Such data are not readily available for Chester. But Ewall said he has spoken with many residents who struggle with asthma, and Strand agrees that health is a concern for residents near waste facilities.

Waffenschmidt, however, points to Covanta's compliance with state regulations, and cited other studies suggesting that well-regulated facilities do not cause public health problems.

Studies "talk past each other because they're trying to prove different matters," said Michael Churchill, a lawyer with the Public Interest Law Center of Philadelphia, which helped Chester activists take an environmental justice case to the U.S. Supreme Court in the 1990s. That case was dismissed by the Supreme Court after the solid waste company they had sued withdrew its application for a permit.

Still, cities such as Chester that already have air quality issues should beware of small changes, Churchill said.

Those closest to the facilities - neighborhood residents - have been largely on the sidelines of the debate. When Rasheeda Jones moved her family to Thurlow Street last year, she did not even notice the incinerator complex beyond the fences and trees at the end of her street.

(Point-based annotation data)

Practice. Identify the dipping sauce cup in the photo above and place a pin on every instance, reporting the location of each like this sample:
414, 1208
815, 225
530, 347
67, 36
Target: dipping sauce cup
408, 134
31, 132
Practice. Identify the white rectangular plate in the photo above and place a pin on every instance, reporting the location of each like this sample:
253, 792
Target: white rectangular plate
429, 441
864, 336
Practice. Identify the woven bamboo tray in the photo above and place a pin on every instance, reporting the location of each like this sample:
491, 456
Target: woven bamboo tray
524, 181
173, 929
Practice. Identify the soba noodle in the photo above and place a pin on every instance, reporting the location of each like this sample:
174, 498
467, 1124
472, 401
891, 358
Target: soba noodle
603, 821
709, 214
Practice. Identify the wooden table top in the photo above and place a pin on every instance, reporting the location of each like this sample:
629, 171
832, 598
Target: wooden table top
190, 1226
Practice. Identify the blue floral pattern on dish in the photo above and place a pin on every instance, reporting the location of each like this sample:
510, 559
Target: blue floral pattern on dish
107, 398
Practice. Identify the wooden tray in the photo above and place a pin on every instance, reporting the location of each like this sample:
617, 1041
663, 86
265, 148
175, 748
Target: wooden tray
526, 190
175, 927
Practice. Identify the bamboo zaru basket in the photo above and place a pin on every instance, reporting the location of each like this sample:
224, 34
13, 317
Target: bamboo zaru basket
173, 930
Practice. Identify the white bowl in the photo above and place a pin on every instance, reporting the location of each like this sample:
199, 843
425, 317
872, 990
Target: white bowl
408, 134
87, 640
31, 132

**Goals**
(a) In the article about waste facilities in Chester, translate this sentence into Spanish: "Still, cities such as Chester that already have air quality issues should beware of small changes, Churchill said."
(b) Name every person mentioned in the article about waste facilities in Chester.
(c) Write what comes next in the article about the Chester incinerator, picking up after its last sentence.

**Responses to the tasks**
(a) Aun así, las ciudades como Chester que ya tienen problemas de calidad del aire deberían tener cuidado con los pequeños cambios, dijo Churchill.

(b) Ewall, Strand, Waffenschmidt, Michael Churchill, Rasheeda Jones

(c)
"I didn't even look over there," Jones said.

She also did not know the history of her street, which years ago was part of the trucks' route to nearby facilities until Strand's group pushed them to find another route.

Jones does notice smells and noise, but she was not aware of health risks until environmental activists came knocking on her door this summer.

A few doors down, Carlotta Goldsmith said Thurlow Street may be near an incinerator, but it feels safer than other parts of Chester. She has lived on the same block for 13 years, and plans to stay.

"You deal with what you got to deal with," she said, "unless you can afford to move into a neighborhood where you don't have to deal with it."